---- SELECTED EXTRACT

While listening to this display of unmitigated ferocity, I could scarcely believe the testimony of my own ears.—Tr.

[*]The menace is extended to all the relatives and friends of the informer. It appeared on the trial of the murderers of the Maras, that vengeance was extended not only to the brother of a witness, but even to that brother’s apprentice.—Tr.

[*]The 50 George III. ch. cii. sect. 55, having recited that “whereas it has happened that persons who have given information against persons accused of crimes in Ireland have been murdered before the trial of persons accused, in order to prevent their giving evidence, and to effect the acquittal of the accused,” proceeds to enact, that “if any person who shall give information on oath against any person for any offence against the laws shall, before the trial of such person, be murdered, or violently put to death, or so maimed or forcibly carried away and secreted, as not to be able to give evidence on the trial of such person, the information so taken on oath shall be admitted in all courts of justice in Ireland as evidence on the trial of such person.” This provision was extended to grand juries by 56 George III. ch. lxxxvii. sect. 3. The former act likewise contains a clause enabling grand juries in Ireland to present such a sum as they shall think just and reasonable to be paid to the personal representative of any witness who shall be murdered before trial, or to himself if maimed. Sect. 6. Lewis’s Irish Disturbances, p. 269.—Tr.

[*]It could not be obtained otherwise, but the hope of blood-money has sometimes led to the accusation of innocent persons.—Tr.

[]Exile is not always sufficient protection. An attempt to kill an informer among the Irish at Wigan, although his offence had no Whiteboy complexion, is mentioned by Mr. Lord, a magistrate of the borough, in his evidence taken for the Irish Poor Commission.

--------

- [REQUESTS]
a: In the footnotes on Irish informers, what reason does the recital of 50 George III. ch. cii. sect. 55 give for making an informer's sworn information admissible at trial? Please answer in one to three sentences.
b: Answer these from the footnotes on Irish informers:
(i) At the trial of the murderers of the Maras, to whom did the vengeance extend?
(ii) Which act extended the statute's provision to grand juries?
(iii) Who mentioned the attempt to kill an informer at Wigan, and in what evidence?
You can leave the material aside; none of this work depends on it.

---- DATASET EXTRACT

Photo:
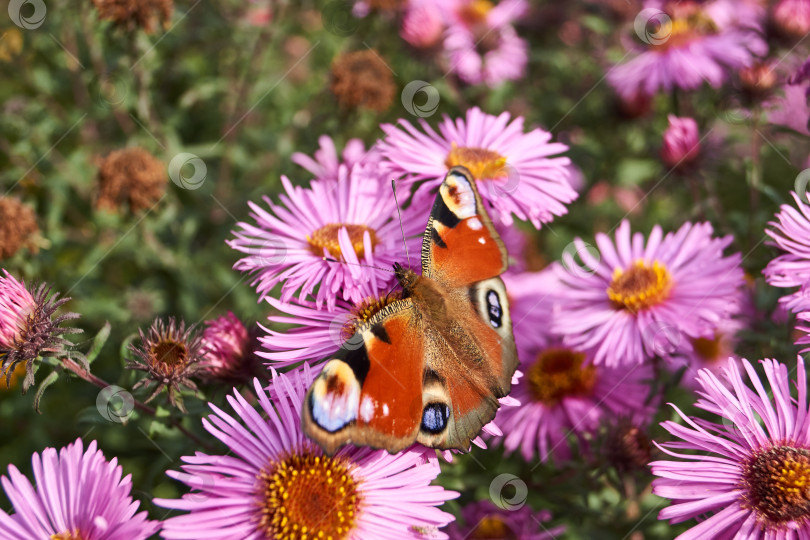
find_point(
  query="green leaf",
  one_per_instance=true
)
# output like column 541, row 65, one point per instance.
column 98, row 342
column 46, row 382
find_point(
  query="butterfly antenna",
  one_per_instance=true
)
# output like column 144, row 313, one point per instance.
column 401, row 228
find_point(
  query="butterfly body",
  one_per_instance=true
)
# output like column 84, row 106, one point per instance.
column 428, row 367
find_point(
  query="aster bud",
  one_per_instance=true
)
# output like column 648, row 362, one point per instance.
column 422, row 26
column 362, row 79
column 227, row 351
column 169, row 353
column 28, row 327
column 681, row 143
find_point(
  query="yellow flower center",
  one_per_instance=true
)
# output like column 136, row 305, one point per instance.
column 308, row 496
column 558, row 373
column 365, row 310
column 492, row 527
column 640, row 286
column 475, row 12
column 482, row 163
column 776, row 485
column 327, row 238
column 684, row 22
column 68, row 535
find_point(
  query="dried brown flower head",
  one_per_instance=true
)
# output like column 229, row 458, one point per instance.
column 170, row 355
column 18, row 226
column 131, row 176
column 362, row 79
column 132, row 14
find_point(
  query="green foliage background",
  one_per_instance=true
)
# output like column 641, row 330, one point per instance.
column 243, row 98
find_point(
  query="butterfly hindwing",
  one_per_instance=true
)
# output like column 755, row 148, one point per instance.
column 461, row 245
column 371, row 393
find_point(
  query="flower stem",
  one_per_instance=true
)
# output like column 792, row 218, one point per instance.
column 72, row 366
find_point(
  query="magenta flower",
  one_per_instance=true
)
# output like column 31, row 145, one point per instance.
column 686, row 44
column 747, row 475
column 518, row 173
column 422, row 24
column 483, row 519
column 315, row 241
column 791, row 233
column 29, row 326
column 681, row 142
column 481, row 44
column 227, row 350
column 76, row 495
column 325, row 164
column 792, row 16
column 274, row 482
column 631, row 302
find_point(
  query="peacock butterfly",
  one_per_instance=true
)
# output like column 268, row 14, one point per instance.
column 432, row 365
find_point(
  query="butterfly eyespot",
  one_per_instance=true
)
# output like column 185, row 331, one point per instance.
column 494, row 309
column 435, row 417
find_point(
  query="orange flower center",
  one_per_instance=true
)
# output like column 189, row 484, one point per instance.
column 493, row 527
column 475, row 12
column 482, row 163
column 558, row 373
column 308, row 496
column 683, row 23
column 365, row 310
column 776, row 485
column 640, row 286
column 327, row 238
column 68, row 535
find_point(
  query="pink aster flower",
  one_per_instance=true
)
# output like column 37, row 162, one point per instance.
column 228, row 351
column 746, row 476
column 685, row 44
column 303, row 243
column 518, row 173
column 791, row 233
column 681, row 142
column 422, row 24
column 77, row 494
column 483, row 519
column 481, row 44
column 637, row 301
column 325, row 164
column 29, row 326
column 274, row 481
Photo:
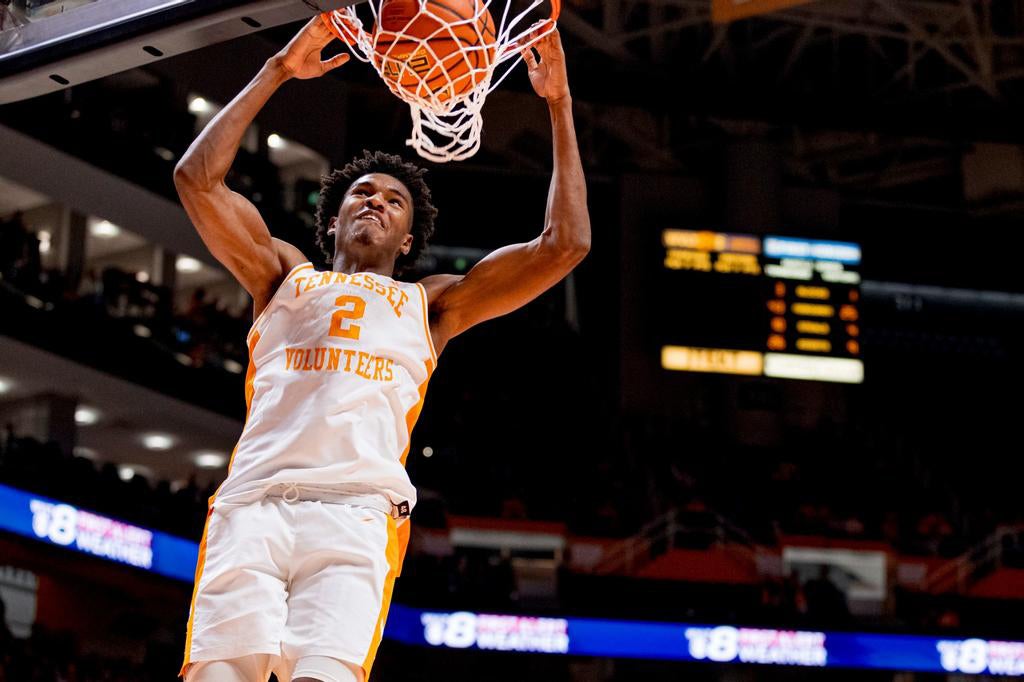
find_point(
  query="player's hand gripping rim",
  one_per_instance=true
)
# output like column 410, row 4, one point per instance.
column 301, row 57
column 547, row 75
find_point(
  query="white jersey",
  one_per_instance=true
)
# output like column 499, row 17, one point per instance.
column 338, row 370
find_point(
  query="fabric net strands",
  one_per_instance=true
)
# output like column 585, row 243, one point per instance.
column 442, row 57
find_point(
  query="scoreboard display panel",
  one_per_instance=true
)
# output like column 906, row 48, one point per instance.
column 772, row 306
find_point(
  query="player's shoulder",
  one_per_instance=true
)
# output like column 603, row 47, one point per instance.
column 435, row 285
column 288, row 256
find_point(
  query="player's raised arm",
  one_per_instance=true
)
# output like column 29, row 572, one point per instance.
column 228, row 223
column 513, row 275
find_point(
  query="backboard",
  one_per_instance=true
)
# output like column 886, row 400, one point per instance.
column 46, row 45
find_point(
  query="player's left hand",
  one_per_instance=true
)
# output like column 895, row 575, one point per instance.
column 548, row 75
column 301, row 57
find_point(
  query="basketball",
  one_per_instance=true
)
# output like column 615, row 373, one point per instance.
column 441, row 47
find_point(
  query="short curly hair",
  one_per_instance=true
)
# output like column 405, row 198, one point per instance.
column 336, row 183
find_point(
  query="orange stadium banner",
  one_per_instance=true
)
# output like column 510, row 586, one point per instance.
column 723, row 11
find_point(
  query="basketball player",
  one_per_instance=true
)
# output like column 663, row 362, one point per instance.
column 305, row 537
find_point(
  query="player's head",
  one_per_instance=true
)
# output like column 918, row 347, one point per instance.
column 383, row 186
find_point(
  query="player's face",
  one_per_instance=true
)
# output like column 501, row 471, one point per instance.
column 376, row 214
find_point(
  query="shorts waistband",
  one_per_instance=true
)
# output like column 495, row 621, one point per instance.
column 294, row 493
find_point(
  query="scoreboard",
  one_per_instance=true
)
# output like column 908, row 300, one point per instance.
column 772, row 306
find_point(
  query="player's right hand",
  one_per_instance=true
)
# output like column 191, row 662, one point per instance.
column 301, row 57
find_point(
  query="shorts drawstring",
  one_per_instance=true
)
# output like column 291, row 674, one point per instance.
column 291, row 494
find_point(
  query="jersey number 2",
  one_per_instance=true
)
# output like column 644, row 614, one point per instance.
column 338, row 327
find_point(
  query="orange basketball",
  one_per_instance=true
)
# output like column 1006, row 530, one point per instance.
column 448, row 27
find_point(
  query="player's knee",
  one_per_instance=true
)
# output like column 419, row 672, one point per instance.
column 324, row 669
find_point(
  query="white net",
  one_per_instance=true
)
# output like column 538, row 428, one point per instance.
column 442, row 62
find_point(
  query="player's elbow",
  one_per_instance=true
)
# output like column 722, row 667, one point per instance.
column 188, row 176
column 569, row 243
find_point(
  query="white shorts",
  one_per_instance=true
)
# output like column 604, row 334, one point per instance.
column 294, row 580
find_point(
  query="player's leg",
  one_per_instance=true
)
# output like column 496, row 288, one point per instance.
column 254, row 668
column 347, row 559
column 240, row 603
column 323, row 669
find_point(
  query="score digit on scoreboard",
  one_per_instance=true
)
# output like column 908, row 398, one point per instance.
column 770, row 306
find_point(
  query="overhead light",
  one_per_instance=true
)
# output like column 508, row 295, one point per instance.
column 164, row 153
column 199, row 105
column 87, row 453
column 86, row 416
column 210, row 460
column 186, row 264
column 158, row 441
column 104, row 229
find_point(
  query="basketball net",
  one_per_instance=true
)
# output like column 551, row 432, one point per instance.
column 446, row 124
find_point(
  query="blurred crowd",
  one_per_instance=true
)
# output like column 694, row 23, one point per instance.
column 204, row 331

--------

- [WRITTEN RESPONSES]
a: The recital states that people who had given information against those accused of crimes in Ireland had been murdered before the trial. This was done to keep them from giving evidence and to bring about the acquittal of the accused.

b:
(i) It extended to the brother of a witness and even to that brother's apprentice.
(ii) 56 George III. ch. lxxxvii. sect. 3.
(iii) Mr. Lord, a magistrate of the borough, mentioned it in his evidence taken for the Irish Poor Commission.